TESTO DI LETTURA:
-*-*-
Il testo del documento:
I Comuni emiliano-romagnoli colpiti dalle alluvioni del maggio 2023 ringraziano la Regione Emilia-Romagna e il Governo italiano per la solerzia e la qualità dell’intervento della Protezione civile e degli uomini e delle donne, professionisti o volontari, di tutti i Corpi accorsi in aiuto nei nostri territori in pochissimo tempo. A questo proposito segnaliamo la necessità di mantenere ancora elevata e attiva la presenza delle colonne mobili della protezione civile nelle zone più colpite al fine di ultimare le operazioni di primo ripristino.
Fin dal primo momento c’è stata assoluta condivisione e coordinamento fra i diversi Comitati operativi comunali di protezione civile (Coc), guidati dai sindaci, e con tutti gli altri livelli di gestione dell’emergenza.
Lo stesso principio di solidarietà e condivisione fra le città, e di leale collaborazione fra i diversi livelli di governo della Repubblica, va mantenuto, in piena continuità, anche nella seconda fase della gestione dell’emergenza e in quella della ricostruzione.
Le nostre comunità hanno attraversato giornate pesantissime. Sono comunità ferite per i danni subiti, consapevoli di avere davanti grandi criticità sociali – soprattutto in relazione alla popolazione più fragile – e serissimi problemi economici rispetto alle imprese colpite, a partire da tutta la filiera agricola e agroalimentare.
I provvedimenti legislativi e di protezione civile adottati nei giorni scorsi hanno dato un contributo importante alla gestione dell’emergenza (contributo di autonoma sistemazione, ammortizzatori sociali, primo indennizzo forfettario, ricognizione dei danni ai cittadini), ma sono inseriti in una serie di misure parziali e insufficienti affidate ai singoli dicasteri, rischiando così di perdere un criterio di gestione unitaria dell’emergenza. Solo a titolo di esempio, la sospensione generalizzata dei termini per i procedimenti amministrativi rischia di produrre effetti paradossali e bloccanti rispetto alla capacità finanziaria e operativa degli stessi enti locali coinvolti.
-*-*-
CONSEGNA:
Dal testo sulle alluvioni del maggio 2023, ricopia parola per parola il tratto che va da "I provvedimenti legislativi" fino a "enti locali coinvolti.".

Righe di annotazione a punti:
-*-*-
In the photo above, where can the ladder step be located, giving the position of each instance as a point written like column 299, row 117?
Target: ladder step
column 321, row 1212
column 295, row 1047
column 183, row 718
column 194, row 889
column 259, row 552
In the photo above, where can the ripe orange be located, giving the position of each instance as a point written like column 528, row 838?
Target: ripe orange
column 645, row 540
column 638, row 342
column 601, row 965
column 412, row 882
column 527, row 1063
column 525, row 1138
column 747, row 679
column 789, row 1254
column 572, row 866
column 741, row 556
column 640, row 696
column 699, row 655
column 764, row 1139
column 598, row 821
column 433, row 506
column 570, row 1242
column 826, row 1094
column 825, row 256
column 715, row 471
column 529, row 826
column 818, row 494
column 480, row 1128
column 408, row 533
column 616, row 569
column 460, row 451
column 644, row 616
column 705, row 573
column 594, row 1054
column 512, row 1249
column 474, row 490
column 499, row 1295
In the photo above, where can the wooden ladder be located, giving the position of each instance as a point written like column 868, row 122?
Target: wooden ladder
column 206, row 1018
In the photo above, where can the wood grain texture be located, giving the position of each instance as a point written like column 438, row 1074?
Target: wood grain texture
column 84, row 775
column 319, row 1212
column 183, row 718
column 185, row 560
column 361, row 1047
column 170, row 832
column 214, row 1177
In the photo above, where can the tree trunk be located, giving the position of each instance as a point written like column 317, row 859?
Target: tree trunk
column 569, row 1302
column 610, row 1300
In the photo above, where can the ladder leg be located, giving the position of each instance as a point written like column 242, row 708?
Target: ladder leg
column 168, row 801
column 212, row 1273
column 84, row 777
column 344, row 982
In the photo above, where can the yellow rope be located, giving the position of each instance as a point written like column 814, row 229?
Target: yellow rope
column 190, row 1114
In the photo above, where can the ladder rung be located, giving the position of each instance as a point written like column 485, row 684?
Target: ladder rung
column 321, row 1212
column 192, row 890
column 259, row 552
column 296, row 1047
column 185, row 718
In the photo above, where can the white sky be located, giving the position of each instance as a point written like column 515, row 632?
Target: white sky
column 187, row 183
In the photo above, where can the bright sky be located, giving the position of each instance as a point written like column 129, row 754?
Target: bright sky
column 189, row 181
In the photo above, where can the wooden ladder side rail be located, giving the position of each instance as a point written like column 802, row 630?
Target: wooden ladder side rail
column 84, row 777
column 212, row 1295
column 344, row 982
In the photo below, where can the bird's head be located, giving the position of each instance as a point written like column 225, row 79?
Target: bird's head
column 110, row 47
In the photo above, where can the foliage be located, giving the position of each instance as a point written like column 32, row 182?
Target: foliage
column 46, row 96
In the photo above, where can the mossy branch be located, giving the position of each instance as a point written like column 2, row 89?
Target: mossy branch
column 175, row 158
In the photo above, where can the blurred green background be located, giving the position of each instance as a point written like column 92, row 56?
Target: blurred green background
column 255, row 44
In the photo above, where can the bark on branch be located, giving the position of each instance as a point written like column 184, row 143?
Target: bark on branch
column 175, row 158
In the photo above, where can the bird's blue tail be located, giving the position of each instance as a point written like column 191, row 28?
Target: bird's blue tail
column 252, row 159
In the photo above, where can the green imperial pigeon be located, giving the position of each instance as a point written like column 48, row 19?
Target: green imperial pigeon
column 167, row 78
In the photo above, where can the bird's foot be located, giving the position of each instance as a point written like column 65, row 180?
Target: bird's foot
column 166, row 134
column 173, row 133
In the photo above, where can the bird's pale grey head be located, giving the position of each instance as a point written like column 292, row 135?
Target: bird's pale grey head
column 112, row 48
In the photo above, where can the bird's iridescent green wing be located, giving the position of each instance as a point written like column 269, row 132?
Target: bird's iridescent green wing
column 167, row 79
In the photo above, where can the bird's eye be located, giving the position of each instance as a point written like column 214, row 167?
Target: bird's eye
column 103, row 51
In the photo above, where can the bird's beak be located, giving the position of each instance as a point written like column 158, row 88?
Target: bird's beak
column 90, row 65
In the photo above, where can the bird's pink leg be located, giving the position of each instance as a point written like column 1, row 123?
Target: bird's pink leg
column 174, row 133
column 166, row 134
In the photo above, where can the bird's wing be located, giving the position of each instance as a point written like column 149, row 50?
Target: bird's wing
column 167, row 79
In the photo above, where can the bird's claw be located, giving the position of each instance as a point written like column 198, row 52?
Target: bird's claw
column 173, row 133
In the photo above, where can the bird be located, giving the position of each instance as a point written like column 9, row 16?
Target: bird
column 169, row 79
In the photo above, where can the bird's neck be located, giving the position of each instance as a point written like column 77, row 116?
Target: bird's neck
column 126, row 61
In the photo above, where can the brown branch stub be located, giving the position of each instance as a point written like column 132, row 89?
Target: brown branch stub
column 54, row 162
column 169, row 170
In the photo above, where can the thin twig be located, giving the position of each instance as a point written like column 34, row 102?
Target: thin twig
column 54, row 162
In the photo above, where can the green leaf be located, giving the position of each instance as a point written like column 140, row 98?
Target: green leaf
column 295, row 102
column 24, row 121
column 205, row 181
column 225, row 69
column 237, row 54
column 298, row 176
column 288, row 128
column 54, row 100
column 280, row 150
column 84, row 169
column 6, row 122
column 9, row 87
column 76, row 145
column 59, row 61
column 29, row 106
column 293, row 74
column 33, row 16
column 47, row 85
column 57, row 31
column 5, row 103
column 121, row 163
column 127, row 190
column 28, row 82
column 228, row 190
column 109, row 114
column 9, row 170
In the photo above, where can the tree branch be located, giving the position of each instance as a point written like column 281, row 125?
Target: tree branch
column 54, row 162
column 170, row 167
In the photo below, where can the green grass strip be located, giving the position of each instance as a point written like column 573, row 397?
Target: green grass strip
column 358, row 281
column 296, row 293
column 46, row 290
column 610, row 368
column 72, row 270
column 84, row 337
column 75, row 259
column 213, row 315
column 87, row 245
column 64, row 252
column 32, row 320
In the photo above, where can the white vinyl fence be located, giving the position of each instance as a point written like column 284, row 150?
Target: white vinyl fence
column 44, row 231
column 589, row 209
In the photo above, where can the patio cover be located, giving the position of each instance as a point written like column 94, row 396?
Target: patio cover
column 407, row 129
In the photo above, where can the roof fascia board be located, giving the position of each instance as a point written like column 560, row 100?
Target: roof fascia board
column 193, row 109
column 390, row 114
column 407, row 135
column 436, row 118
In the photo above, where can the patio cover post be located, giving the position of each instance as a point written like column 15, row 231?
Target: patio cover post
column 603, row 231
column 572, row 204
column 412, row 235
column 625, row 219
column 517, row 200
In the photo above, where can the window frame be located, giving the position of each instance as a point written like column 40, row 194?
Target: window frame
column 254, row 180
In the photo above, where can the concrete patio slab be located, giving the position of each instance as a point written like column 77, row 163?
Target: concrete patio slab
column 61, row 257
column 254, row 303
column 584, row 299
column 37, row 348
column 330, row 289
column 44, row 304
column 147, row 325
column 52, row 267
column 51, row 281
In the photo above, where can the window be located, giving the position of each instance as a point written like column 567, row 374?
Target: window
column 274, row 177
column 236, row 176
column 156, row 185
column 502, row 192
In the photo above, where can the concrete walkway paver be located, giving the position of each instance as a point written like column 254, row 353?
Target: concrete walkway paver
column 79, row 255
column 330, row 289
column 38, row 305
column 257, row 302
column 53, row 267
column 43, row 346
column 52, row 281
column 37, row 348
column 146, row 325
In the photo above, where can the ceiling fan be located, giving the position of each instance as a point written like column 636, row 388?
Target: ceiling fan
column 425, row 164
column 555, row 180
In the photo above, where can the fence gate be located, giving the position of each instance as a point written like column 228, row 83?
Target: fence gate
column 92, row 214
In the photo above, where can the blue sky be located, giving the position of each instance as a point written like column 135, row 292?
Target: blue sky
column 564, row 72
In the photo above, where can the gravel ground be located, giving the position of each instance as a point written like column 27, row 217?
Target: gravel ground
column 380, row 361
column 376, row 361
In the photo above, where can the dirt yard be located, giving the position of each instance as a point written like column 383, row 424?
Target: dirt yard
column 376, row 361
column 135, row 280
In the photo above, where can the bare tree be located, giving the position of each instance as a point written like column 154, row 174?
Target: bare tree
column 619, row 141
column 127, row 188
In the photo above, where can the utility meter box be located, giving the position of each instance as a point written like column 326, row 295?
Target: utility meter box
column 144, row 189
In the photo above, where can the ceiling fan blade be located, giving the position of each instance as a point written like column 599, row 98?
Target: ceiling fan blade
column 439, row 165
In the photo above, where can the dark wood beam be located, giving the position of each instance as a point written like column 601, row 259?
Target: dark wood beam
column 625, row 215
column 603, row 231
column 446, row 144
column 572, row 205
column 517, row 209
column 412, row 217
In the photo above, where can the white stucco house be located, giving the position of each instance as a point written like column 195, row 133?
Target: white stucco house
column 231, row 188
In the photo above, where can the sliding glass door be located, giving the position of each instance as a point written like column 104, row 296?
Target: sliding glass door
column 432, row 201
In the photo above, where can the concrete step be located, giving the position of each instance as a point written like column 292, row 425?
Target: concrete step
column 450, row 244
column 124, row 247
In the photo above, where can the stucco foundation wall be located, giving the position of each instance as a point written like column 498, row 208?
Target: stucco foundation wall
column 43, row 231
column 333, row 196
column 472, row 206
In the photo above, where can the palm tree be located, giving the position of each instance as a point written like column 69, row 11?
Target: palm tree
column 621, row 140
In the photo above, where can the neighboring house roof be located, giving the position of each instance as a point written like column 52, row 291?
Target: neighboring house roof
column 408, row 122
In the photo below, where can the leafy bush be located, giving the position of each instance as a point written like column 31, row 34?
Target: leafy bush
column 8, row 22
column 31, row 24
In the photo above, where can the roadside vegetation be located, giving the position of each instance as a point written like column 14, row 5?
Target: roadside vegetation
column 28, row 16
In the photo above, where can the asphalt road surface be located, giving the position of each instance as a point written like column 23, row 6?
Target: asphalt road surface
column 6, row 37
-*-*-
RISPOSTA:
I provvedimenti legislativi e di protezione civile adottati nei giorni scorsi hanno dato un contributo importante alla gestione dell’emergenza (contributo di autonoma sistemazione, ammortizzatori sociali, primo indennizzo forfettario, ricognizione dei danni ai cittadini), ma sono inseriti in una serie di misure parziali e insufficienti affidate ai singoli dicasteri, rischiando così di perdere un criterio di gestione unitaria dell’emergenza. Solo a titolo di esempio, la sospensione generalizzata dei termini per i procedimenti amministrativi rischia di produrre effetti paradossali e bloccanti rispetto alla capacità finanziaria e operativa degli stessi enti locali coinvolti.